• **Reading passage**

July 17, 1918
[Editor’s Note: The beginning part of this letter was censored and cut out.]
…letter to you. I hope that this time I can get one finished and sent away. Just yesterday I received two letters from Mother, number 8 & 9. I have received all of her letters up to now. [Censored] …delivery we had so I suppose that there are several more letters on the way to me. I am glad to know that you have begun to receive my letters and that they get to you so quickly. You will be likely to get my letters pretty regularly now. That depends on my writing regularly and partly on its not being delayed or lost in transit. I try to write you at least once a week and oftener if possible but it has been two weeks now since my last letter to you. The reason is that we have been working constantly and almost without any rest. We have the privilege of serving behind the most active sector on the front and for several days we have been flooded with patients. For several days we worked until the entire company was worn out. Then the division headquarters sent us 100 artillerymen and 50 medicals and we let some of our men off for a 24 hour’s rest.

• **Exercise requirements**
In the 1918 letter, what did division headquarters send to help the worn-out company? The data that comes next is separate material, unrelated to the 1918 letter.

• **Provided data**
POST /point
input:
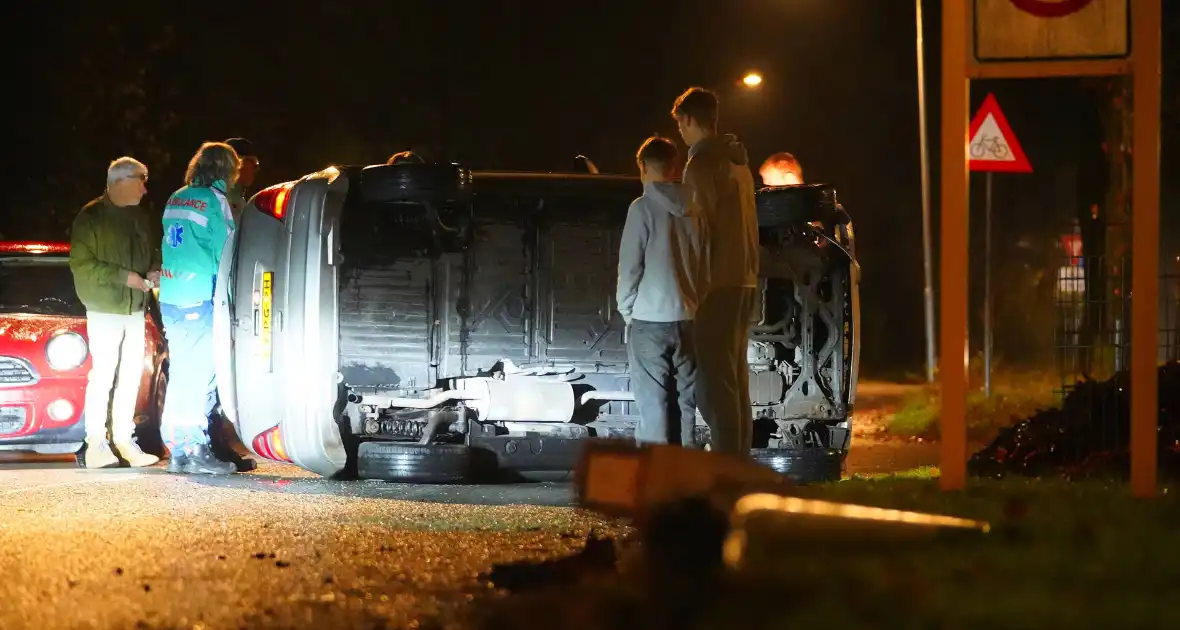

• **Your solution**
100 artillerymen and 50 medicals.